Material shown:
=-=-=-=-=
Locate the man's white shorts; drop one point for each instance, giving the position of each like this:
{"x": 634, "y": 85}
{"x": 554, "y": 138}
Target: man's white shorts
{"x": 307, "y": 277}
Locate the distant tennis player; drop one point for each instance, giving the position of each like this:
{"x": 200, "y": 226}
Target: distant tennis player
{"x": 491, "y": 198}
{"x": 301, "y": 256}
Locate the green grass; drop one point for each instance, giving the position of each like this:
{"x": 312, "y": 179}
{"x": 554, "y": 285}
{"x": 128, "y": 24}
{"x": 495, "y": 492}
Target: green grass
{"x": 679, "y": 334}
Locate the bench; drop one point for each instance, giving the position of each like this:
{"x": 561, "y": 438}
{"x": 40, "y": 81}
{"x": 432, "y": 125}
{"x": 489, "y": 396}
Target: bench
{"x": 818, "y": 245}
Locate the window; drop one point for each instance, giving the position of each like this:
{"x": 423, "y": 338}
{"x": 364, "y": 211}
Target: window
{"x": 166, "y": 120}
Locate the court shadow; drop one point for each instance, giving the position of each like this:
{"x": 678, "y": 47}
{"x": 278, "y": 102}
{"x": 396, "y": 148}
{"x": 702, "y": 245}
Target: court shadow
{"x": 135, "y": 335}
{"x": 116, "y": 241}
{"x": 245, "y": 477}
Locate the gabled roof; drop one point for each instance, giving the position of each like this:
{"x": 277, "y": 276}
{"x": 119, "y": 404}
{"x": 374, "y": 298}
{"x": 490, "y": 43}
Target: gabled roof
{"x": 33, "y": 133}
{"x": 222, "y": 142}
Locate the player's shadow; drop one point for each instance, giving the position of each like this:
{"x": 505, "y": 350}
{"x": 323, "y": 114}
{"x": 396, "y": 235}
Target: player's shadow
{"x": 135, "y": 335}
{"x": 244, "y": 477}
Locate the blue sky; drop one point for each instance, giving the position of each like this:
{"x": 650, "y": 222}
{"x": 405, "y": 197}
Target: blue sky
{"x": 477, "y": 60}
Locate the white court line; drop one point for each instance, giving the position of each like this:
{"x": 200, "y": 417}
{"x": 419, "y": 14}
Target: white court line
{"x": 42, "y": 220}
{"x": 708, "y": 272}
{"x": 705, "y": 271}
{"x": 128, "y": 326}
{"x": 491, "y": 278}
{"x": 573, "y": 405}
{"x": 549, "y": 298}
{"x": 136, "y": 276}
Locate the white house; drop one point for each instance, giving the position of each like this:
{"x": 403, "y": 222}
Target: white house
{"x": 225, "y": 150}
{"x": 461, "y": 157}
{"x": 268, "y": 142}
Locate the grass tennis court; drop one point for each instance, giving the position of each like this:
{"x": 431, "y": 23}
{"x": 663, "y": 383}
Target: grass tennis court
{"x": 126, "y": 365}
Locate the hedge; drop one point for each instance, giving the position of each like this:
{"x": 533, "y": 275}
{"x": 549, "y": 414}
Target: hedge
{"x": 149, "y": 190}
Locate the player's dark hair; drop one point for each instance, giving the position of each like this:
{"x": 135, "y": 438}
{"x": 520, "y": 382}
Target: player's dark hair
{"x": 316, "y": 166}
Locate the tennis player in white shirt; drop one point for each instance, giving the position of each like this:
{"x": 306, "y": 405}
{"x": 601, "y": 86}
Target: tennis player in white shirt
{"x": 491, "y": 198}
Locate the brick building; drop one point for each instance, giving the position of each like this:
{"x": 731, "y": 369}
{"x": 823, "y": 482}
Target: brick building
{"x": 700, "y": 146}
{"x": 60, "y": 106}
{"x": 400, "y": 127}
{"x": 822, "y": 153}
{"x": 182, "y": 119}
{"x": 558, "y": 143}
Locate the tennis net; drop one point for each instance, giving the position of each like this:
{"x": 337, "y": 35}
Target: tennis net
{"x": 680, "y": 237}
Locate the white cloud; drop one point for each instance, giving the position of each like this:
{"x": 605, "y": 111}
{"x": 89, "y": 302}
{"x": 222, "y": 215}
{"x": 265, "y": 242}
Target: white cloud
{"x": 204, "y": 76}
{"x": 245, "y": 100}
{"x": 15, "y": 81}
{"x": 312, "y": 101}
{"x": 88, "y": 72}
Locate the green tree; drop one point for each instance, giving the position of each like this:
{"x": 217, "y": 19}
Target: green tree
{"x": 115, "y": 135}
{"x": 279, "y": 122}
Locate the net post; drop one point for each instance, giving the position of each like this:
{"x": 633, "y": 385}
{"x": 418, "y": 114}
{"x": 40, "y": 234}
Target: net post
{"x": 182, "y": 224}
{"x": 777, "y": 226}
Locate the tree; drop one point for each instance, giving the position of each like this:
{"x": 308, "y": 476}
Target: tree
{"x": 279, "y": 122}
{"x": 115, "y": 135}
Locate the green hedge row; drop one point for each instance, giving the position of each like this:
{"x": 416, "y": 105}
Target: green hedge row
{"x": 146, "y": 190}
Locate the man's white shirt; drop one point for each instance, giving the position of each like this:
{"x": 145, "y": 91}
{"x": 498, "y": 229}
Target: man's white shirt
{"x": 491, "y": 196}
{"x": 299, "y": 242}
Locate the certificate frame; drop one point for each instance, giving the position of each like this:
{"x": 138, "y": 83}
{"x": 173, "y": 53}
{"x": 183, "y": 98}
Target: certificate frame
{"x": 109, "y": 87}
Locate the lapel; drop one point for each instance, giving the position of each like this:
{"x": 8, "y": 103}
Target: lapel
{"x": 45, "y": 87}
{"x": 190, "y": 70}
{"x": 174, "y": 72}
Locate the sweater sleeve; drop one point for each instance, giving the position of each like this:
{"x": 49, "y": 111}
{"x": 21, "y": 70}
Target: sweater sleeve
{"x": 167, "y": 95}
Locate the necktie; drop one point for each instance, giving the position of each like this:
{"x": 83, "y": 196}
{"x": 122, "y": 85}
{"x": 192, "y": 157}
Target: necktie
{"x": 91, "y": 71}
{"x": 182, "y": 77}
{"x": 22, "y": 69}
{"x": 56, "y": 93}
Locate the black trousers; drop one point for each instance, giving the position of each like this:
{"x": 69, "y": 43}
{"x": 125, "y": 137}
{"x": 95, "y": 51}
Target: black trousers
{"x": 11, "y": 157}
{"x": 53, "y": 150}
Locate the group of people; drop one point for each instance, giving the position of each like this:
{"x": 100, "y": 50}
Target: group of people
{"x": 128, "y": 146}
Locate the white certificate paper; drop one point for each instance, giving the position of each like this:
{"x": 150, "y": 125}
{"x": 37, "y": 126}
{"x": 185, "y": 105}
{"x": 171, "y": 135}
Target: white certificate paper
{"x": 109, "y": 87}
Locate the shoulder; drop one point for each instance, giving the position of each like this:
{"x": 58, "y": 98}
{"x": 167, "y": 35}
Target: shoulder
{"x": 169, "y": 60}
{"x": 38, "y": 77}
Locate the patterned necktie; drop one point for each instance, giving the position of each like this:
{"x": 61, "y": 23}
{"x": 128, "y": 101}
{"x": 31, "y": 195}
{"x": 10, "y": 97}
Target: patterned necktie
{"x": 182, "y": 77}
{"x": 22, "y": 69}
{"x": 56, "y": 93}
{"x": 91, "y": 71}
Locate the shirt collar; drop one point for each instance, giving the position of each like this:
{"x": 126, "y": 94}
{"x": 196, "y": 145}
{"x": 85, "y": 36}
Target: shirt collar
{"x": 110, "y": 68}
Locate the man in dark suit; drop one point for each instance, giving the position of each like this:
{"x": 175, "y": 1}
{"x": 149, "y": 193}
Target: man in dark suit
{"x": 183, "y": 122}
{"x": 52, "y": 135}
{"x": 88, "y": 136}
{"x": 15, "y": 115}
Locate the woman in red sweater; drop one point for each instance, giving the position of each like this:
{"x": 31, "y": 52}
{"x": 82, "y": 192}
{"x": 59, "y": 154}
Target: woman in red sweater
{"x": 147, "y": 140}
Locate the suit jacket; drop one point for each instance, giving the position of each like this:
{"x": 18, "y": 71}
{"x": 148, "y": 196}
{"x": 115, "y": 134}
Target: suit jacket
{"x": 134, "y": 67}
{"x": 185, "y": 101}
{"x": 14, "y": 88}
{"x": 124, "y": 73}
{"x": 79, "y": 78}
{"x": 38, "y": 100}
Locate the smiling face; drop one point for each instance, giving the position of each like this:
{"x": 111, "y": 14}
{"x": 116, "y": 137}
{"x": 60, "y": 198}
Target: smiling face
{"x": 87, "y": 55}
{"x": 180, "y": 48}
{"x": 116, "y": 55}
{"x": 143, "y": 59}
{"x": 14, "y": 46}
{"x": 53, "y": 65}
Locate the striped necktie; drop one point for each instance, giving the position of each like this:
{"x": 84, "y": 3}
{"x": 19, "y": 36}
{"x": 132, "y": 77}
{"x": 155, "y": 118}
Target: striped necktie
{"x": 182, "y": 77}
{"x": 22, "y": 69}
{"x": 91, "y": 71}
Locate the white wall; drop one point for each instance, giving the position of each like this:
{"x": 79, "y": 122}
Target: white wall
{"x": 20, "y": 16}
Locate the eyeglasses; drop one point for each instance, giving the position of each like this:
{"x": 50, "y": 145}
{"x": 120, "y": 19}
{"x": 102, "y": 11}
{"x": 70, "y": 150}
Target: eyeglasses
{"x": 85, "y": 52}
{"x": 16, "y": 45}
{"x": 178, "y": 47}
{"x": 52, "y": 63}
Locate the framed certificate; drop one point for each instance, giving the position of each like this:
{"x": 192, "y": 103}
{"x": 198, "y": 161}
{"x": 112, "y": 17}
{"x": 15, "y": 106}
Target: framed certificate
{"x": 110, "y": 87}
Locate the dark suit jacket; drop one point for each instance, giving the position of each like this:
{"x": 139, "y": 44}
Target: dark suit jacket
=-=-=-=-=
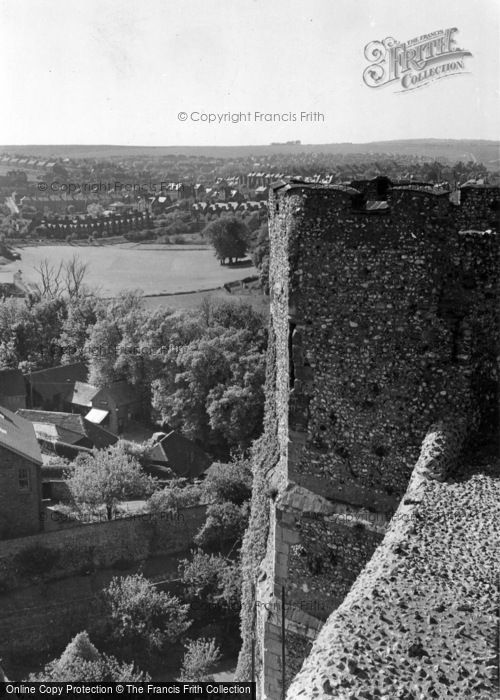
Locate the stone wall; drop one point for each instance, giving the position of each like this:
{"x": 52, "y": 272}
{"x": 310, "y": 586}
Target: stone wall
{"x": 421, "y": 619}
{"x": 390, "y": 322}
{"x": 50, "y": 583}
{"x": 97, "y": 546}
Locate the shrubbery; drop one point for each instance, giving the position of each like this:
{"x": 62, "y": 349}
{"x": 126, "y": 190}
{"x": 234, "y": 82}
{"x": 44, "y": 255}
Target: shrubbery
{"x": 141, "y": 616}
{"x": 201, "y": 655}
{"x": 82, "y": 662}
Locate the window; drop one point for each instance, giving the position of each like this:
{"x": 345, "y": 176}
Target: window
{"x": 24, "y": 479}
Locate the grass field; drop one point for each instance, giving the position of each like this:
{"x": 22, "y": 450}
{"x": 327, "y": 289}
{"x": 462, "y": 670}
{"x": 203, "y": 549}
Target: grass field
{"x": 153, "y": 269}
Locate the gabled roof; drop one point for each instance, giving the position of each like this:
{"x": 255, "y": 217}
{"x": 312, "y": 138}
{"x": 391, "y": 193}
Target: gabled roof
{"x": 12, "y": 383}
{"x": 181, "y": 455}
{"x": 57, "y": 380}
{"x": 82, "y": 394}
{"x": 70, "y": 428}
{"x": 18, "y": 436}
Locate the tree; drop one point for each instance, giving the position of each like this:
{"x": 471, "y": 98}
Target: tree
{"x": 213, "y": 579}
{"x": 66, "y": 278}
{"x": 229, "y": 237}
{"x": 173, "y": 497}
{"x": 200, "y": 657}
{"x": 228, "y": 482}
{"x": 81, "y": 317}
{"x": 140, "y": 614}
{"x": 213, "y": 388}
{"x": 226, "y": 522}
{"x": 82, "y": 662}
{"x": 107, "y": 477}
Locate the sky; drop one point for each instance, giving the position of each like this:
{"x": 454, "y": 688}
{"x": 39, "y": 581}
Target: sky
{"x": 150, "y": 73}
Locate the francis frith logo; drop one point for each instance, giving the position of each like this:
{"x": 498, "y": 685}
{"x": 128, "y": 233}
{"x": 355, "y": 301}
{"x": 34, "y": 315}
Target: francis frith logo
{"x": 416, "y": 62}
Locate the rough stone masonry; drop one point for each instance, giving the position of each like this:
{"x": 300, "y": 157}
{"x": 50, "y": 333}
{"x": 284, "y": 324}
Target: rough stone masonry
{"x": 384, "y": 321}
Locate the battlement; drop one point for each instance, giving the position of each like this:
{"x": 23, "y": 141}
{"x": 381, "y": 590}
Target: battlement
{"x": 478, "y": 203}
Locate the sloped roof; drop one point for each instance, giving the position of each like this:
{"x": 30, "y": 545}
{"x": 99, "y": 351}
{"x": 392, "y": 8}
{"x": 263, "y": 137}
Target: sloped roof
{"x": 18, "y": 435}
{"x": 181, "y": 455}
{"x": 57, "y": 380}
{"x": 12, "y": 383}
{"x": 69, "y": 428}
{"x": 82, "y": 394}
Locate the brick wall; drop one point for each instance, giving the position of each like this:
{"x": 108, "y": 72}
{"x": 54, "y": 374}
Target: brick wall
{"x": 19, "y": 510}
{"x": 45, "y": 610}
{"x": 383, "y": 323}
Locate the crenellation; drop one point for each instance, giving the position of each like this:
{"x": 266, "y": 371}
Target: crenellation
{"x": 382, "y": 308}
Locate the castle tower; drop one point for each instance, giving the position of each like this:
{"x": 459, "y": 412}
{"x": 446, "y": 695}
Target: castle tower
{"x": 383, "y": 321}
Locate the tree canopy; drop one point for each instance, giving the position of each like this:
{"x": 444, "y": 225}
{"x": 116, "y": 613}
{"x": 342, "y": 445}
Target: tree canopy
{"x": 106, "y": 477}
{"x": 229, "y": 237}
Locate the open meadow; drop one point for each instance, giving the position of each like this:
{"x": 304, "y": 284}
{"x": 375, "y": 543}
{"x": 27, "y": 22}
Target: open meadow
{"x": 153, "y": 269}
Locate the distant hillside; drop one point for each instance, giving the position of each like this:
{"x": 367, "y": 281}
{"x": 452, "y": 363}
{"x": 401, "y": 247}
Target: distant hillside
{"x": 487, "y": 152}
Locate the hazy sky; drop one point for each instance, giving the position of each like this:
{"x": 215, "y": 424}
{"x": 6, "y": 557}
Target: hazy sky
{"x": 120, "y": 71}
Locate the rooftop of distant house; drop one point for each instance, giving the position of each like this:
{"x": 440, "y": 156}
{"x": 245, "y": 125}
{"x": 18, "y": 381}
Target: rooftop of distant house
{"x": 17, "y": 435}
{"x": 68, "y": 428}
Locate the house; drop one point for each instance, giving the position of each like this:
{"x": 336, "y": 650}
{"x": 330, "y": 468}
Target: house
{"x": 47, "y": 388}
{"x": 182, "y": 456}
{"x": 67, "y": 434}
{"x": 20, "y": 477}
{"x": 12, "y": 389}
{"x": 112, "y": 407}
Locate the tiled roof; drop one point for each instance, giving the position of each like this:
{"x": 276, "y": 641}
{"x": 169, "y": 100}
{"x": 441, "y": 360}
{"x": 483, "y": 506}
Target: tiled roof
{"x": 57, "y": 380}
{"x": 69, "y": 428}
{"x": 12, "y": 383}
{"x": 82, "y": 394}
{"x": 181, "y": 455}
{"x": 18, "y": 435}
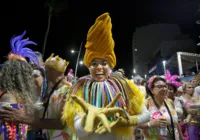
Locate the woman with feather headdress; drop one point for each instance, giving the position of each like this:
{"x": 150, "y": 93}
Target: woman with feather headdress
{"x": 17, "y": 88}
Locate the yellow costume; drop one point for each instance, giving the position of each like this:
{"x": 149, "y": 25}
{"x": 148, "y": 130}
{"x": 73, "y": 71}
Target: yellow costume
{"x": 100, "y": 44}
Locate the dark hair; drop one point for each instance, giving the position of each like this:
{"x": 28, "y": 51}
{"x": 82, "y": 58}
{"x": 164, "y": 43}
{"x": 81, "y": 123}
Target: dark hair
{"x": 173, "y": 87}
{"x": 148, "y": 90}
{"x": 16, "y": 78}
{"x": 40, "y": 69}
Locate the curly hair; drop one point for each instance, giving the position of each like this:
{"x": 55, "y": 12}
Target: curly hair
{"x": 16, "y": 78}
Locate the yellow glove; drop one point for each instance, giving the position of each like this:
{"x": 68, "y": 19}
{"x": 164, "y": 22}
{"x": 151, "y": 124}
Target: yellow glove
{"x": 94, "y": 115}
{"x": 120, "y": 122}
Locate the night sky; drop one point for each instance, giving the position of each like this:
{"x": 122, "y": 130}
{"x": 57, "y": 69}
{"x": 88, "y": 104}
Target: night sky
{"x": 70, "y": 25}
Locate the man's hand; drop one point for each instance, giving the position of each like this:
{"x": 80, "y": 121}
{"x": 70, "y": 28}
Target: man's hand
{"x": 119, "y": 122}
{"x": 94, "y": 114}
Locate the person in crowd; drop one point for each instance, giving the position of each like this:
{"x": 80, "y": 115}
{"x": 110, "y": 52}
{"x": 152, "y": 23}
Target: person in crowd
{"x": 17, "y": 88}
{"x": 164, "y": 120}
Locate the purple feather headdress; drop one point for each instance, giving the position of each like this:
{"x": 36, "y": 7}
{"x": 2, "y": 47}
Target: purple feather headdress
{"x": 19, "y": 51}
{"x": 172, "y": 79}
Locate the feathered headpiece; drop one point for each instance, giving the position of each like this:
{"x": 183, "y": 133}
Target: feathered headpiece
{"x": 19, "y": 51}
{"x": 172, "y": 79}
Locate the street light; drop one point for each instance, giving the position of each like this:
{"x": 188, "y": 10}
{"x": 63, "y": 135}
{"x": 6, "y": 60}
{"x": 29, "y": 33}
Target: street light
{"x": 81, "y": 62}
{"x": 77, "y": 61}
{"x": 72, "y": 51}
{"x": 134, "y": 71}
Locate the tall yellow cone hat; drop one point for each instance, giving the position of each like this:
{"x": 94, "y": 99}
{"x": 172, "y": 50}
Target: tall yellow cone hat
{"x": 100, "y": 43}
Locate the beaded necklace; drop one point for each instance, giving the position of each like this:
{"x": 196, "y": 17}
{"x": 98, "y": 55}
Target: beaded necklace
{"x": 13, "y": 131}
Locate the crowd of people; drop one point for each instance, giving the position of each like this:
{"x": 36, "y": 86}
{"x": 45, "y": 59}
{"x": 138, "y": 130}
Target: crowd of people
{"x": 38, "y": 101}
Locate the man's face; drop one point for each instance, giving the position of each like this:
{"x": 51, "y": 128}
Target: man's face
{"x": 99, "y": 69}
=-=-=-=-=
Exercise description:
Please transcribe exactly the lines above from the line that has "Target: tennis net" up to and including the line that has "Locate the net"; no other line belongs in the answer.

Exercise result:
Target: tennis net
{"x": 680, "y": 237}
Locate the white cloud; drop one point for each instance, giving the position of each like this:
{"x": 605, "y": 111}
{"x": 89, "y": 302}
{"x": 222, "y": 215}
{"x": 265, "y": 242}
Target: white cloud
{"x": 204, "y": 76}
{"x": 245, "y": 100}
{"x": 15, "y": 81}
{"x": 312, "y": 101}
{"x": 88, "y": 72}
Locate the green tree; drop one point for each instance, giving the position of each like this:
{"x": 217, "y": 19}
Target: green tree
{"x": 115, "y": 135}
{"x": 279, "y": 122}
Locate the net post; drop one point for each instance, giving the position of each like this:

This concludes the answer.